* **Exercise instructions**:
Lines with "building": copy each one from the listing below.
◇ ◇ ◇ ◇
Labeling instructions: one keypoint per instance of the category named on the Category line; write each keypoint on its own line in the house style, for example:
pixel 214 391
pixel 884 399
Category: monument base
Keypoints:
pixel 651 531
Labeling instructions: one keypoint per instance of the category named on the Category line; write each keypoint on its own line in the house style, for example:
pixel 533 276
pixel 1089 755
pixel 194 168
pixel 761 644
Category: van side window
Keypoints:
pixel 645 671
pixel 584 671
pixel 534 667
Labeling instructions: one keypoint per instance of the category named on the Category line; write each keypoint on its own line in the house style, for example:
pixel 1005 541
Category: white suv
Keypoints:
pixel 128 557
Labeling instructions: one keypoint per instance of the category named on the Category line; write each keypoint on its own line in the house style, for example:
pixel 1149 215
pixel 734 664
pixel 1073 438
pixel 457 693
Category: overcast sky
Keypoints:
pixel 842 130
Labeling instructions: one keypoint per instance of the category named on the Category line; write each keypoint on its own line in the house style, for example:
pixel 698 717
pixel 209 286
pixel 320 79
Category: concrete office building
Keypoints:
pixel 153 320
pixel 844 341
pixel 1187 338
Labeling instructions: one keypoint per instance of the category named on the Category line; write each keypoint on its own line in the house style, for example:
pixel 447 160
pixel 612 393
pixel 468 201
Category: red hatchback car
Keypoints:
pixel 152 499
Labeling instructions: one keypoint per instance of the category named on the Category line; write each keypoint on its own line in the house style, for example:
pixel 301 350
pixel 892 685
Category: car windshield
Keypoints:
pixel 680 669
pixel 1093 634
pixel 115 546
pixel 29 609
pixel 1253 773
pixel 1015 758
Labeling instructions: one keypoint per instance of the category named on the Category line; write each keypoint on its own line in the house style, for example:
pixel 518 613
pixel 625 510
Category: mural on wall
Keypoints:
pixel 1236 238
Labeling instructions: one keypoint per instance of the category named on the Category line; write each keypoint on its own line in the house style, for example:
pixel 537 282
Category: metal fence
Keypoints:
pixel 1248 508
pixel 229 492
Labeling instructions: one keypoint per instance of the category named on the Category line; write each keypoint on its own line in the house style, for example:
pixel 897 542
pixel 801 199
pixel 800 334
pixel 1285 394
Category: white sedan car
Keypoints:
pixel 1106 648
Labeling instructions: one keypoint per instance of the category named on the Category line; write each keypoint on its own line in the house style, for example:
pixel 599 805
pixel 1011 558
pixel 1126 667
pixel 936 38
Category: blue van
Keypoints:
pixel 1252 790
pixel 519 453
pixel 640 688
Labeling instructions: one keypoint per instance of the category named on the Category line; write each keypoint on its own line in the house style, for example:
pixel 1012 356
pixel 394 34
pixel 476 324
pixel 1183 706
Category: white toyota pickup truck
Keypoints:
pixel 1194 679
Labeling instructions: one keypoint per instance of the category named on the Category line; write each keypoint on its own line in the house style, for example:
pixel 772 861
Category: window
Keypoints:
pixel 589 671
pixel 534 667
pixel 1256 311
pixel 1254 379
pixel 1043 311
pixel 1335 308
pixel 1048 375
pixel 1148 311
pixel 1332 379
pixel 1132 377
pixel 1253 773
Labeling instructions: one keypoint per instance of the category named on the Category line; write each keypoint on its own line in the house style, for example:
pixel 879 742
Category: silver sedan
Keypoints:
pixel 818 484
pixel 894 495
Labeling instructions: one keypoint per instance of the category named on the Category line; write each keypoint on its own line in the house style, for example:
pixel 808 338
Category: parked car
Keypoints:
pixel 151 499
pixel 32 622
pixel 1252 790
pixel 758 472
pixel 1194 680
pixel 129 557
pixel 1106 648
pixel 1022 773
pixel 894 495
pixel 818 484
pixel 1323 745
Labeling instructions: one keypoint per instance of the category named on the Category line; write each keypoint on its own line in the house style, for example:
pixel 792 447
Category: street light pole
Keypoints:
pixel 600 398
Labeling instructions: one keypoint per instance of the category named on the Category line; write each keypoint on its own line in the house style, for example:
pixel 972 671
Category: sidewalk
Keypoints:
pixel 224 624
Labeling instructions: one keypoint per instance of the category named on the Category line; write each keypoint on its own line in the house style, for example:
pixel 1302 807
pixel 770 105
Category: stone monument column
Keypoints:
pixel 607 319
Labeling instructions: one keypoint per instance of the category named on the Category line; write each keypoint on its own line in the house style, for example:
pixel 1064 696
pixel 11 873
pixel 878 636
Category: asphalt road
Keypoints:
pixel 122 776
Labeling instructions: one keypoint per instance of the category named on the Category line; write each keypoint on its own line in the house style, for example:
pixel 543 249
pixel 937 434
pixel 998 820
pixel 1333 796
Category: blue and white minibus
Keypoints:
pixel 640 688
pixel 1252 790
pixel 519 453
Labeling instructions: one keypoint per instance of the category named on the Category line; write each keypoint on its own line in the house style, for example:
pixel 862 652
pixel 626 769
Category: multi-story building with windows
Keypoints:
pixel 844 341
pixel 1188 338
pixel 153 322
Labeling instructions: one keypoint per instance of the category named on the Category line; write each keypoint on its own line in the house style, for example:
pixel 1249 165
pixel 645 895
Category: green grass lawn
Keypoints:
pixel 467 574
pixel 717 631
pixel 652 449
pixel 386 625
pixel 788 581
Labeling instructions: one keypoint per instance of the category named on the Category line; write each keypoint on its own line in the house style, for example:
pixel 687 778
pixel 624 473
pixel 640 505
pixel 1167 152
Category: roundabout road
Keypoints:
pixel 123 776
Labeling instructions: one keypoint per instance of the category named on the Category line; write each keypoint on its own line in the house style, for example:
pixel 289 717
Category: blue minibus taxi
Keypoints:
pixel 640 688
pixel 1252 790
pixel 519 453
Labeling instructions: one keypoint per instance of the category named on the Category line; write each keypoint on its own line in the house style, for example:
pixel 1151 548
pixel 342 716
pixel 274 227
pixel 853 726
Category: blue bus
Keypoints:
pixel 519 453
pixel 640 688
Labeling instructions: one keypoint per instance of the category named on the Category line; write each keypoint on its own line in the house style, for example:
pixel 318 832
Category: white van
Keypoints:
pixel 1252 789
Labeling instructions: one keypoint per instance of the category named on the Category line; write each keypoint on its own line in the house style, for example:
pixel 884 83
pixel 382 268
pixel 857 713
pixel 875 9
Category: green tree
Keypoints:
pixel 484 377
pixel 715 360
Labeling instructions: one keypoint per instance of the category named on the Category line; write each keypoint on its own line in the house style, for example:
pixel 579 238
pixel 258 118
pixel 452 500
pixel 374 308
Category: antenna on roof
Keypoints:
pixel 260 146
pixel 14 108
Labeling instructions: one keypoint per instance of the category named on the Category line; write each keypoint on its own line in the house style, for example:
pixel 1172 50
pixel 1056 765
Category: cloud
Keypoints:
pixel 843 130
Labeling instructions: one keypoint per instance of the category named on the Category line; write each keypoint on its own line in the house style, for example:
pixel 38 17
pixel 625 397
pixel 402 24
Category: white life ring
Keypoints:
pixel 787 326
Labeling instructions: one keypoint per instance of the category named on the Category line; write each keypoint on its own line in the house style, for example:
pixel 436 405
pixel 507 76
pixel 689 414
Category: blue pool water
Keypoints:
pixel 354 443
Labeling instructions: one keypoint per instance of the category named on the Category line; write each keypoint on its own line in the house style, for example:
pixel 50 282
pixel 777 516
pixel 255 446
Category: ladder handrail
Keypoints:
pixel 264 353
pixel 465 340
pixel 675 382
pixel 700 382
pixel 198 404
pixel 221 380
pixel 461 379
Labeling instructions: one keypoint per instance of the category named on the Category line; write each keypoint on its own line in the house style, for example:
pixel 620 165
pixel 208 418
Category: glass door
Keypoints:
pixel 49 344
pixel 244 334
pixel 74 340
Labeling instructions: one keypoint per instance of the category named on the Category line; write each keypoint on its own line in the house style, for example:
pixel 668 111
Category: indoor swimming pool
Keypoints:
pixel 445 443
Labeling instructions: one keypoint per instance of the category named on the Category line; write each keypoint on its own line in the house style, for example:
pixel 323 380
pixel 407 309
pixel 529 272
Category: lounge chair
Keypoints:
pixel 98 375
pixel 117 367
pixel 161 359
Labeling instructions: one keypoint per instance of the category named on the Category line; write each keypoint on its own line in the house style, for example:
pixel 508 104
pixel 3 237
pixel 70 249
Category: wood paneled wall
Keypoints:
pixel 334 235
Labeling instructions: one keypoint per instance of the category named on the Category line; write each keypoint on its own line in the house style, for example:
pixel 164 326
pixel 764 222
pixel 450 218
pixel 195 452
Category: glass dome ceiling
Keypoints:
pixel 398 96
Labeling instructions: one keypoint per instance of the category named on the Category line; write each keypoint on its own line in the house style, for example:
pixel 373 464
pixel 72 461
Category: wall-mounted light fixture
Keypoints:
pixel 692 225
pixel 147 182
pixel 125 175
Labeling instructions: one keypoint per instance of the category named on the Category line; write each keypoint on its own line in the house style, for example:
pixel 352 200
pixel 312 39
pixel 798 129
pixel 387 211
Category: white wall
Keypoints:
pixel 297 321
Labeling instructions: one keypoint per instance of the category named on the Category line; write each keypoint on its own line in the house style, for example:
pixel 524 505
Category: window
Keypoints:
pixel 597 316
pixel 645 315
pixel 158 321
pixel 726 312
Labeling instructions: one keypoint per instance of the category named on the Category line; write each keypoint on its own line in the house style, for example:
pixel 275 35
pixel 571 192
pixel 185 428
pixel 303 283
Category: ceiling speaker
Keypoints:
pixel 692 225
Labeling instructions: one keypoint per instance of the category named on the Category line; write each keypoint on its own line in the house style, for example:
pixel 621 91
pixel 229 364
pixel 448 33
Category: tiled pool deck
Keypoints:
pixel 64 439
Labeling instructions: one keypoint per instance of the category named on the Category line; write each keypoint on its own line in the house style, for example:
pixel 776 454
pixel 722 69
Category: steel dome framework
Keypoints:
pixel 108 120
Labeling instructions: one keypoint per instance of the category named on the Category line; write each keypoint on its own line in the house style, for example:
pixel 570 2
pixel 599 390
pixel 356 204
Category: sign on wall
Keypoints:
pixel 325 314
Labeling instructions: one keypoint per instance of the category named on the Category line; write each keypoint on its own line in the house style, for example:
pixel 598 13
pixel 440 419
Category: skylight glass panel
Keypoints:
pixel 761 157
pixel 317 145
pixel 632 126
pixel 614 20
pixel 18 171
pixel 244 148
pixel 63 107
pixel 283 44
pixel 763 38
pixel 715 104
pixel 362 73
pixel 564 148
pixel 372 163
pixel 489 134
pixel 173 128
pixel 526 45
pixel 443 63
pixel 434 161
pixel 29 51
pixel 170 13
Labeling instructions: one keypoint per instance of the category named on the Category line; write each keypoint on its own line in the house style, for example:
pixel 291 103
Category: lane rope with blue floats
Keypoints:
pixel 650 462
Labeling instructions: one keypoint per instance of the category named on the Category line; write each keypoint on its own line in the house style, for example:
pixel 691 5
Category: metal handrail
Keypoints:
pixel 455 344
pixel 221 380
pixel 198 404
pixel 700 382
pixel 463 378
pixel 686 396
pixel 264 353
◇ ◇ ◇ ◇
* **Your solution**:
Category: concrete office building
Category: multi-story building with windows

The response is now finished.